Action item: The records below must be reproduced exactly. Strip out the pictures.
== Provided material
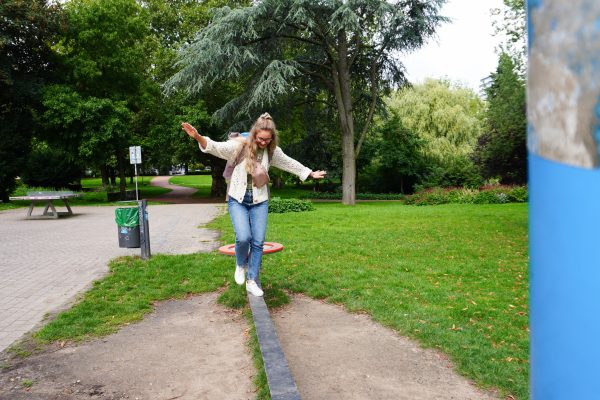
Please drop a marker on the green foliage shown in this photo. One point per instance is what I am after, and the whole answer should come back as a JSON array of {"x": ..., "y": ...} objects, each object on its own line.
[
  {"x": 103, "y": 47},
  {"x": 359, "y": 196},
  {"x": 447, "y": 120},
  {"x": 26, "y": 62},
  {"x": 50, "y": 168},
  {"x": 88, "y": 127},
  {"x": 276, "y": 47},
  {"x": 278, "y": 205},
  {"x": 399, "y": 162},
  {"x": 484, "y": 195},
  {"x": 502, "y": 150},
  {"x": 448, "y": 117},
  {"x": 511, "y": 24},
  {"x": 453, "y": 277}
]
====
Written reply:
Please drop a marker on the green foliage shown in this photo. One point per instance is what I am after, and the whole answer should come back as a JSON array of {"x": ..., "y": ...} objects, each object on its own line.
[
  {"x": 103, "y": 47},
  {"x": 359, "y": 196},
  {"x": 447, "y": 120},
  {"x": 26, "y": 62},
  {"x": 50, "y": 168},
  {"x": 88, "y": 127},
  {"x": 276, "y": 47},
  {"x": 278, "y": 205},
  {"x": 399, "y": 162},
  {"x": 484, "y": 195},
  {"x": 502, "y": 150},
  {"x": 448, "y": 117},
  {"x": 511, "y": 24},
  {"x": 453, "y": 277}
]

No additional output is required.